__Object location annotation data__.
* begin *
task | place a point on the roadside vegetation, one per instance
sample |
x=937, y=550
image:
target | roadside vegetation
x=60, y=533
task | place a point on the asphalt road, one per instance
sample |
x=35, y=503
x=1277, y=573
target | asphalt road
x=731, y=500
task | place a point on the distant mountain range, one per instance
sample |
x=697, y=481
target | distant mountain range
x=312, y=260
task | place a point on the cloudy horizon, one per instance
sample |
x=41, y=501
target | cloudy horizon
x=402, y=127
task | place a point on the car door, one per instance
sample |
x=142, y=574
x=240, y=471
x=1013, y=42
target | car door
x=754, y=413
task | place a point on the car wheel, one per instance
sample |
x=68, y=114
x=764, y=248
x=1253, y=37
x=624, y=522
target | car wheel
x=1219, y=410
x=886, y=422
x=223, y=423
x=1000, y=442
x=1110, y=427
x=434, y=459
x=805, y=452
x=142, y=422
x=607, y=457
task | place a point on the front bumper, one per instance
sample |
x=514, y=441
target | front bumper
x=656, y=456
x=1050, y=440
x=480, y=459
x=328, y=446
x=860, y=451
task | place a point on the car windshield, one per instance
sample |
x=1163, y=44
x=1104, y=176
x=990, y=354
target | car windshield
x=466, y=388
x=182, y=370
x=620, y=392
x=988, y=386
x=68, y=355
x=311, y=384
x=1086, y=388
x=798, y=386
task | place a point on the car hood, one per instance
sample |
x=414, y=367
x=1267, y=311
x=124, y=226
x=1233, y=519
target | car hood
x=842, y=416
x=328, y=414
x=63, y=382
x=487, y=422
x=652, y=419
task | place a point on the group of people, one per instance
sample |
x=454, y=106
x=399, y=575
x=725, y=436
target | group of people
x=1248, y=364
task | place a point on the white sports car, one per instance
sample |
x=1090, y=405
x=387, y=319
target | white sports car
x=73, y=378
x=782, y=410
* end *
__THE REQUEST__.
Rewrite the data with every "place a point" switched to "put a mark", leaving everything else unchanged.

__TASK OUTPUT__.
task | put a mark on the roadside vegetation, one per instance
sample |
x=937, y=550
image:
target | roadside vegetation
x=60, y=533
task | put a mark on the asphalt road, one per instance
sample |
x=35, y=503
x=1277, y=573
target | asphalt road
x=731, y=500
task | put a mark on the distant mountain range, one per instance
sample |
x=697, y=481
target | distant mountain range
x=312, y=260
task | put a mark on the cloudy horizon, one per instance
sample |
x=41, y=501
target | cloudy horizon
x=402, y=127
task | put a mark on the car door, one per instance
sample |
x=142, y=574
x=240, y=471
x=1013, y=42
target | car door
x=754, y=413
task | put a mark on the car wheel, one per instance
sample |
x=68, y=114
x=764, y=248
x=1253, y=37
x=624, y=522
target | car wheel
x=1219, y=410
x=886, y=422
x=223, y=423
x=1000, y=442
x=1110, y=427
x=434, y=459
x=805, y=452
x=142, y=422
x=607, y=457
task | put a mark on the front bumper, one per instance
sample |
x=514, y=441
target | front bumper
x=656, y=456
x=1050, y=440
x=480, y=459
x=328, y=446
x=860, y=451
task | put a mark on the car windshield, one per instance
sample |
x=1163, y=44
x=1104, y=176
x=990, y=354
target | car windshield
x=466, y=388
x=182, y=370
x=620, y=392
x=988, y=386
x=68, y=355
x=311, y=384
x=1086, y=388
x=798, y=386
task | put a mark on the car hood, one per instance
sample |
x=414, y=367
x=1267, y=311
x=124, y=226
x=1233, y=519
target | car hood
x=842, y=416
x=328, y=414
x=63, y=382
x=487, y=422
x=652, y=419
task | put a mark on the group of people, one per instance
sample |
x=454, y=106
x=399, y=575
x=725, y=436
target | group of people
x=1248, y=364
task | put a mark on the white sports car, one per instance
sample |
x=1090, y=405
x=387, y=319
target | white sports car
x=73, y=378
x=782, y=410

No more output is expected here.